#### TASK TO CARRY OUT:
Find the word "side" in the records below. List each line containing it.

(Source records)
---

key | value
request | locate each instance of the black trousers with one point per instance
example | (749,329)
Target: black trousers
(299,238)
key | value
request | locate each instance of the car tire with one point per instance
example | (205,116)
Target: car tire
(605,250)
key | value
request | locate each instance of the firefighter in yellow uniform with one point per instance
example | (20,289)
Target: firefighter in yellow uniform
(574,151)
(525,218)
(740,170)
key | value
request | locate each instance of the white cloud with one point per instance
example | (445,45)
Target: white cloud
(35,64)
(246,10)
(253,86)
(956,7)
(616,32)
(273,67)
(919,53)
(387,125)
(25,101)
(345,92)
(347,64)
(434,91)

---

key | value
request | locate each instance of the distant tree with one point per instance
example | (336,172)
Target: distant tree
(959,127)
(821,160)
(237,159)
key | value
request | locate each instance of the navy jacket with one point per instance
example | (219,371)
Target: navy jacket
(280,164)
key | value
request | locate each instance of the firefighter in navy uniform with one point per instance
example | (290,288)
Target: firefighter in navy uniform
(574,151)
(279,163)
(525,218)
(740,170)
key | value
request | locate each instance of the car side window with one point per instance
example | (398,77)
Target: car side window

---

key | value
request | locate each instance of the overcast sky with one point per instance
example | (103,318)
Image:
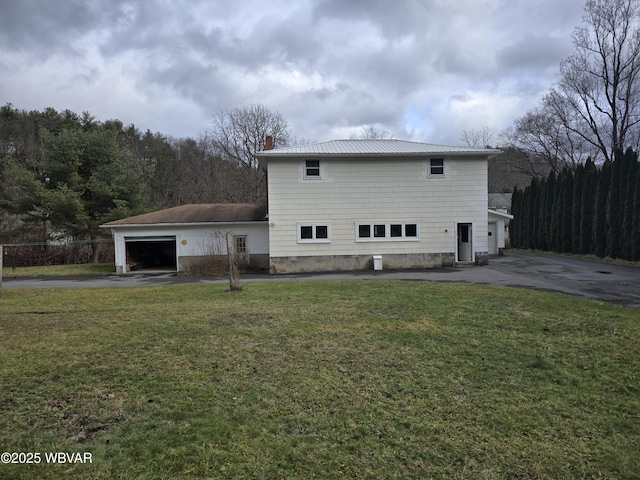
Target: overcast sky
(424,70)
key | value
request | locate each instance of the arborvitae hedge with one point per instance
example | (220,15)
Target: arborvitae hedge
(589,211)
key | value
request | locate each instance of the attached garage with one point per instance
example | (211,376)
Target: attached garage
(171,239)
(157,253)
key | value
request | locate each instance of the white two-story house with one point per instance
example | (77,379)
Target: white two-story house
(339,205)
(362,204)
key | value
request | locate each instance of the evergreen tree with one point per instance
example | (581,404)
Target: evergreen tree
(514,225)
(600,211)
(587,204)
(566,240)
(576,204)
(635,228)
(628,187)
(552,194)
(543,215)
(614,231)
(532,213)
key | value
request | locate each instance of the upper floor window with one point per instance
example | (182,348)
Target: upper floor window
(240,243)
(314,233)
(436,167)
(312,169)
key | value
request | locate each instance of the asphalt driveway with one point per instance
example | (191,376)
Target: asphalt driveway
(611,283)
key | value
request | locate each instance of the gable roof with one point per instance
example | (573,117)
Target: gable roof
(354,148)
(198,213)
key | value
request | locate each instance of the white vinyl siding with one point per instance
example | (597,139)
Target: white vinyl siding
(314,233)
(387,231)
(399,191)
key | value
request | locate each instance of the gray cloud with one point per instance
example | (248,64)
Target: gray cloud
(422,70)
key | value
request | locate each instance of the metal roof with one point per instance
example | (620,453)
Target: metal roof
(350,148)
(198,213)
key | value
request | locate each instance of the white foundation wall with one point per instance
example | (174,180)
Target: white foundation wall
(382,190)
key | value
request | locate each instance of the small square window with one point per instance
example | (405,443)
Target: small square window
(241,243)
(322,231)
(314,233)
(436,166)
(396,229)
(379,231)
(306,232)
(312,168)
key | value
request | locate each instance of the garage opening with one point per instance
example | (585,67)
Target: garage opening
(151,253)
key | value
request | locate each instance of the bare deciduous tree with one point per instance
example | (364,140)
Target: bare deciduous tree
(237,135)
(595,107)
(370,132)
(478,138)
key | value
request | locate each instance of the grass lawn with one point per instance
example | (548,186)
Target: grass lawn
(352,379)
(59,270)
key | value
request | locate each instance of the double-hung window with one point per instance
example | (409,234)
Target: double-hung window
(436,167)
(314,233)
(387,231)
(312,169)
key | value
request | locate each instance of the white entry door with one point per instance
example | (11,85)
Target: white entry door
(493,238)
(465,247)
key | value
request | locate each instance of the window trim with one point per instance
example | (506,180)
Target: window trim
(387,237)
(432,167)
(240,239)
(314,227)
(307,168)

---

#### OUTPUT FOR THIS TASK:
request | locate each instance of the car side window with one point per instance
Target: car side window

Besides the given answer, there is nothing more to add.